Your task:
Could you edit the data below so that each "Found:" becomes "Detected:", with nothing else changed?

Data for this task:
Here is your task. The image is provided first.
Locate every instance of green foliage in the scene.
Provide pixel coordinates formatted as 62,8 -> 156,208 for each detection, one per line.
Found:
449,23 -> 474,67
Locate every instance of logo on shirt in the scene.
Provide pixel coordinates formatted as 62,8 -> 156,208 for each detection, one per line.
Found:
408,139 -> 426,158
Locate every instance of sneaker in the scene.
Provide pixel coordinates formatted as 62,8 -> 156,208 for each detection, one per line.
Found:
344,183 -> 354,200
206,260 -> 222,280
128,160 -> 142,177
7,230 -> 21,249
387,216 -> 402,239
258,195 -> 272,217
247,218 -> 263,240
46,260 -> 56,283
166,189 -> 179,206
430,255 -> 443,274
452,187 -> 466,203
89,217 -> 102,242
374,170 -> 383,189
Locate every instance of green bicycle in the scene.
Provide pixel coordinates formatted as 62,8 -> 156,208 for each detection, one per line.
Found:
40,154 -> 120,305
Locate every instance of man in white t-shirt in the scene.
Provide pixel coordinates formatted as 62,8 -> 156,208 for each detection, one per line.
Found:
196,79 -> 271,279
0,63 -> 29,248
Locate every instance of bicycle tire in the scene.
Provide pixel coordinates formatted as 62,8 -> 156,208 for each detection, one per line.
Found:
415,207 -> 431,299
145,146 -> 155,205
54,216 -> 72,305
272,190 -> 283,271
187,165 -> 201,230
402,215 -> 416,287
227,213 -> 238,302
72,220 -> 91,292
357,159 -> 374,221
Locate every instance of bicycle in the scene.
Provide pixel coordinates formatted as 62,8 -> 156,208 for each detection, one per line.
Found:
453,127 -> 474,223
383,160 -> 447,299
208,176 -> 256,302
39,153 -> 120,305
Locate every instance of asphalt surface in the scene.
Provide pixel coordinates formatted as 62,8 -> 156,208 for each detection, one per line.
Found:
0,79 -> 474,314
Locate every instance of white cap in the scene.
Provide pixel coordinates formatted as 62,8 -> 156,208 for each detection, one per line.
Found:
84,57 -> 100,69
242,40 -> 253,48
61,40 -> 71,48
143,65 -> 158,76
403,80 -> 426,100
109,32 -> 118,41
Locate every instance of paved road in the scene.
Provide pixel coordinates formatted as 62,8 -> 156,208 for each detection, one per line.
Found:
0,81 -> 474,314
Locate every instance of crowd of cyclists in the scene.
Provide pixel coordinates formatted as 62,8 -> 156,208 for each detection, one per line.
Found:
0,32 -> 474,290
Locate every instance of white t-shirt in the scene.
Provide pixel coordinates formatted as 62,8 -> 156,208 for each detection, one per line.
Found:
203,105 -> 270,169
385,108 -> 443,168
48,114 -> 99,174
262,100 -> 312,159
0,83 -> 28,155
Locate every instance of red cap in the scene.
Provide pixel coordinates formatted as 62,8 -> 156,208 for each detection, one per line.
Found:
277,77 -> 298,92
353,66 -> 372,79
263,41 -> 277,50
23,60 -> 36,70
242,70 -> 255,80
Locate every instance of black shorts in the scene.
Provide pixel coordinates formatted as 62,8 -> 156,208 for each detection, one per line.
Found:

Result:
Here is your task. The image is provided first.
Locate every instance of green foliage in the scene.
Provide pixel coordinates formatted as 62,8 -> 156,208 for each detection, one per line.
Detected:
449,23 -> 474,67
Locate every instance of logo on shirt in the scene.
Provide pixel coordinates formatted as 62,8 -> 156,208 for each detection, one per line.
Detected:
408,139 -> 426,158
Locate every instance of sneaker in the scene.
Provide pixel coordinates formatted as 62,8 -> 156,208 for each detection, one per line.
Detected:
344,183 -> 354,200
206,260 -> 222,280
128,160 -> 142,177
7,230 -> 21,249
387,216 -> 402,239
258,195 -> 272,217
247,218 -> 263,240
46,260 -> 56,283
166,189 -> 179,206
430,255 -> 443,274
452,187 -> 466,203
89,217 -> 102,242
374,170 -> 383,189
Locate every instance of green bicycle in the scene.
Provide pixel coordinates formatted as 62,8 -> 156,208 for each detection, one per line.
Detected:
40,154 -> 120,305
Locate every instance of man in white t-shirt in the scene.
Provide pixel coordinates formatted as 62,8 -> 156,208 for each detection, one per line.
Detected:
196,79 -> 271,279
0,63 -> 29,248
Locate every instance of bicycle tire in the scene.
Provide pixel coordinates formatted as 62,8 -> 156,208 for each detection, one per line.
Detected:
415,207 -> 431,299
145,146 -> 155,205
54,216 -> 72,305
272,190 -> 283,271
187,165 -> 201,230
402,215 -> 416,287
227,213 -> 238,302
72,220 -> 91,292
357,159 -> 374,221
Locate every instance of bicycle in the scene.
Provide pixel coordinates formatted as 62,8 -> 156,208 for each detection, one per line.
Detected:
453,127 -> 474,223
383,160 -> 447,299
208,176 -> 256,302
39,153 -> 120,305
Locate every instance of asphalt surface in the scene.
Provide pixel coordinates formatted as 62,8 -> 156,208 for each detection, one per line.
Detected:
0,79 -> 474,314
Locate every instance of white cap in the scene.
Provide pixel coordinates formatted as 62,8 -> 156,208 for each detection, one per line.
Detected:
84,57 -> 100,69
242,40 -> 253,48
61,40 -> 71,48
143,65 -> 158,76
403,80 -> 426,100
109,32 -> 118,41
Locate every instance of paved road in the scene.
Provide pixel coordinates formatted as 62,8 -> 156,208 for each detection, one per line.
Detected:
0,81 -> 474,314
Locate every instance of crowd of cyclists in the scene.
Provide pixel coordinates formatted as 62,8 -> 156,208 for each detection, one per line.
Detected:
0,32 -> 474,290
Locate every instance of white t-shirt in the scene.
Provide pixel coordinates formatted as 62,8 -> 156,208 for each detection, one per line.
Detected:
203,105 -> 270,169
385,108 -> 443,168
48,114 -> 99,174
262,100 -> 312,159
0,83 -> 28,155
Locate every instance of red cap in the scene.
Provide pixel coordinates formatted as 62,8 -> 156,208 for each detection, one per line.
Detected:
277,77 -> 298,92
353,66 -> 372,79
263,41 -> 277,50
23,60 -> 36,70
242,70 -> 255,80
Locate every instance of black shorts in the scene.
Provide pixel coordinates formatted as 62,8 -> 156,208 for each detection, one per line.
Detected:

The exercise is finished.